- [What to work on]
A) Reproduce the portion of the La Conner cruising account that begins with the words "La Conner has" and ends after the words "morphed into appetizers.".
B) Carry on the account of docking the boat in La Conner, beginning after its last sentence.

- [Page excerpt]
— Start —

This morning we got untied relatively early – I couldn’t sleep so I was up really early and Marilyn didn’t sleep in as late as she said she would.  We were entertaining guests onboard last night.  That happens pretty regularly on cruising boats.  You meet someone on the dock, invite them for drinks and end up visiting for several hours.  Last night it was a couple from Seattle in an Ocean Alexander and a young guy in a sailboat.  As we pulled up to the dock in La Conner, they materialized out of nowhere to take our lines.  I think we very rudely spurned their offer of assistance but they let on they didn’t notice.  We’re just so used to doing it alone and its really no big deal. 

La Conner has a bad reputation because there is always a current flowing through town but our slip was parallel to the water flow.  Current running lengthwise down the boat doesn’t really present much of a problem.  If its running crosswise to the pier you are trying to tie up to it can be more of a challenge.  Anyway, having blown off their help we felt compelled to go apologize and that morphed into appetizers.

— End —

- [Given entries]
— Start —

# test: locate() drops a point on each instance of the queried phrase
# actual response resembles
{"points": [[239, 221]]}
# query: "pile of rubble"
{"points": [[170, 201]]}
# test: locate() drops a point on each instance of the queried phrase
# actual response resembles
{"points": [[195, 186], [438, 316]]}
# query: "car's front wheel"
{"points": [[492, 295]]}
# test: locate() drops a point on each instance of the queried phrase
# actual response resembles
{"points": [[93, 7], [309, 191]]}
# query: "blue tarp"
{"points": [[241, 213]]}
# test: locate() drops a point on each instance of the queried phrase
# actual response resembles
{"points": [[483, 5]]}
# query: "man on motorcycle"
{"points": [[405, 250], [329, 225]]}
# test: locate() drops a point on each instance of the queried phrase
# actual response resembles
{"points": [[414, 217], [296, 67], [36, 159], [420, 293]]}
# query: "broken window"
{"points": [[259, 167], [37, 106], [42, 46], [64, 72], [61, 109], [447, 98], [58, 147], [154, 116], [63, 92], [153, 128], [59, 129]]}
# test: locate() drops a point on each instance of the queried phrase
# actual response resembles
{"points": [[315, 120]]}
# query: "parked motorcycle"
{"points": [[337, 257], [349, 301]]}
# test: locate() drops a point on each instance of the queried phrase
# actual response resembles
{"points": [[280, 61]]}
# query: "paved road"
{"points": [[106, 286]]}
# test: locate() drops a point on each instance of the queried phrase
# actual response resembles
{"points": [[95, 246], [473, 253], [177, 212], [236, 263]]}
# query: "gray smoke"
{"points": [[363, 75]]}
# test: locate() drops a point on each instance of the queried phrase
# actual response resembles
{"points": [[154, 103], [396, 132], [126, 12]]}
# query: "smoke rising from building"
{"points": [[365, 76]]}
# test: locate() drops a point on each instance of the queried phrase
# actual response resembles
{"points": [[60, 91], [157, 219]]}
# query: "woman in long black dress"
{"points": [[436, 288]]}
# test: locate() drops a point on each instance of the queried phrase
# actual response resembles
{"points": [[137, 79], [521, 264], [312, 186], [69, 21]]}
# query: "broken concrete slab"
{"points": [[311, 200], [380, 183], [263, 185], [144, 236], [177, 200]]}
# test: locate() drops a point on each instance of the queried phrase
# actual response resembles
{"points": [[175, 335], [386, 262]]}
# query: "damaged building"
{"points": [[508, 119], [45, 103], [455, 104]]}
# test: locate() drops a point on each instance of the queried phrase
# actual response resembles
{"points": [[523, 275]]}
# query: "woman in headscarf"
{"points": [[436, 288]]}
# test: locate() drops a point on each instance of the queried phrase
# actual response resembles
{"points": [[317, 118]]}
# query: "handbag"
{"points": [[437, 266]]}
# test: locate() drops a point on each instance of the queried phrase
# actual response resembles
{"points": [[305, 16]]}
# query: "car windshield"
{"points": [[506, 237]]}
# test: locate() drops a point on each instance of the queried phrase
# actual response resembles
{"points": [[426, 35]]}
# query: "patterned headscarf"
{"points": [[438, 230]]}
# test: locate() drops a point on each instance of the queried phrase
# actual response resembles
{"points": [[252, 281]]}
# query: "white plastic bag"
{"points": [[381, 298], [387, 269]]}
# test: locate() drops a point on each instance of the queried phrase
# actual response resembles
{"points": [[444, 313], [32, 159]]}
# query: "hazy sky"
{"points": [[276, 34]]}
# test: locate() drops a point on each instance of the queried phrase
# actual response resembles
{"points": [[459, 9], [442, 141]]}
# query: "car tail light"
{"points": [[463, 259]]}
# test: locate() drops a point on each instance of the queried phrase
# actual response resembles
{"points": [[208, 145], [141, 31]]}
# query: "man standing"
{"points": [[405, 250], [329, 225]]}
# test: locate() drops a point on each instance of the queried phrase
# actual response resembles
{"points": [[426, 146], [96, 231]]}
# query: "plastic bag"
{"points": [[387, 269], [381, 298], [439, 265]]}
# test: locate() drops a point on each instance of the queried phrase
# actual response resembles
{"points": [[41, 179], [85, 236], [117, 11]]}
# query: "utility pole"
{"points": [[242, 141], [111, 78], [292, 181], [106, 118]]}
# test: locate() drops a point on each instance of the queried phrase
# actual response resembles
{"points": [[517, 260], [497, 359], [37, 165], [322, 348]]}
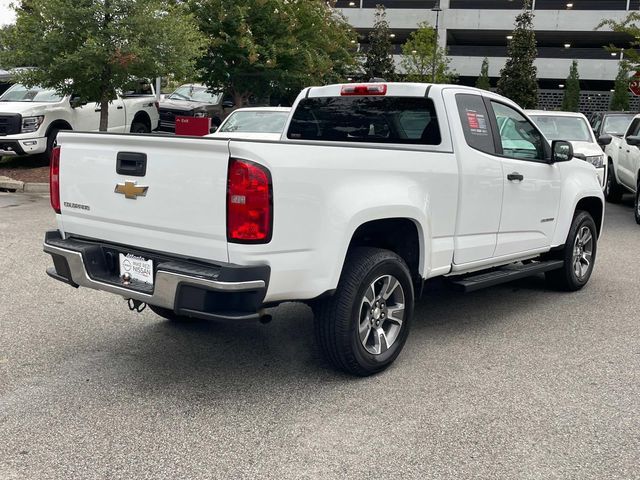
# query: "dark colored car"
{"points": [[192, 100], [610, 123]]}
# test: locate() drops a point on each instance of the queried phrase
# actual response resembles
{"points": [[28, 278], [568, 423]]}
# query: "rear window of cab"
{"points": [[370, 119]]}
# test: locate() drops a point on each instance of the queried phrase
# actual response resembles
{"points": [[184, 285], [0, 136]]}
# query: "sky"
{"points": [[6, 14]]}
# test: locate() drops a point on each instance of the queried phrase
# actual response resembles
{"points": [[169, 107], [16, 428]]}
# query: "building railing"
{"points": [[496, 4]]}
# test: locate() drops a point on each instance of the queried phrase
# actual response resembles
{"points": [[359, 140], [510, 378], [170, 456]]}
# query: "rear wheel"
{"points": [[362, 328], [578, 253], [613, 190]]}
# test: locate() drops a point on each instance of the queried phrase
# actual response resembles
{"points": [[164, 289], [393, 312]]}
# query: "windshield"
{"points": [[195, 94], [556, 127], [255, 122], [617, 124], [20, 93]]}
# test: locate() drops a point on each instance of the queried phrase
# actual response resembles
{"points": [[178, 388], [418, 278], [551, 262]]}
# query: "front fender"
{"points": [[578, 184]]}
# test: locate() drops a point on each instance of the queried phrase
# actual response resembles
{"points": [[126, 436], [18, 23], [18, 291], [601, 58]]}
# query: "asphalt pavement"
{"points": [[512, 382]]}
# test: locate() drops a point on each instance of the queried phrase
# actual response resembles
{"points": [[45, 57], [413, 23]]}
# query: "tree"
{"points": [[418, 59], [518, 76], [620, 97], [265, 47], [94, 48], [379, 60], [571, 97], [483, 80]]}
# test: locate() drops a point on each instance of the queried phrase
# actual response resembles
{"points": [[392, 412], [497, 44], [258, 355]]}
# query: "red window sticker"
{"points": [[477, 123]]}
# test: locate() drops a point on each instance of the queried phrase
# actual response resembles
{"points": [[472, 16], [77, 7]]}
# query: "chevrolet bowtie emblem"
{"points": [[131, 190]]}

— End —

- [Answers in order]
A)
La Conner has a bad reputation because there is always a current flowing through town but our slip was parallel to the water flow.  Current running lengthwise down the boat doesn’t really present much of a problem.  If its running crosswise to the pier you are trying to tie up to it can be more of a challenge.  Anyway, having blown off their help we felt compelled to go apologize and that morphed into appetizers.

B)
First we had to go shopping for a few staples.  Marilyn was out of flour which meant she was also out of bread.  She’s turned into a pretty damn good bread builder.  She uses a machine but sometimes she makes dough and sometimes she uses the machine to make a loaf.  Anyone who has ever run a bread machine knows they aren’t dead simple to operate.  Most people get frustrated with them and quit using them.  That’s how she got this one – someone didn’t use it so they gave it to the Thrift Store where she bought it. 

After she bought flour she was able to make cinnamon buns for our guests.  I made some garlic roasted mushrooms.  Evidently they both were a hit because we didn’t have much for leftovers.  Our guests arrived armed with a creamy spinach dip and some crackers so by the time we got wrapped around all the appetizers we didn’t bother with supper. 

We had to stop at the pooper pumper this morning.  Puget Sound is a no-discharge zone for sewage but they make it pretty easy by providing lots of pumpouts.  The whole subject of marine poop is extremely political with people holding strong views on both sides.  I have a bit of a philosophical problem with pumping our sewage into shoreside pumpouts which dump into municipal sewers which in turn dump directly into the ocean.  But we’re guests in the state so we do as they do, whether we think the practice makes sense or not.  On the Canadian side there’s lots of enviro-quacks who think we should pump our sewage but no pumpouts to pump it into so the decision is pretty well made for us there too.  In the big scheme of things I think there are a lot more serious environmental concerns than the shit that a couple of prairie dogs create in their 5 or 6 months of annual cruising.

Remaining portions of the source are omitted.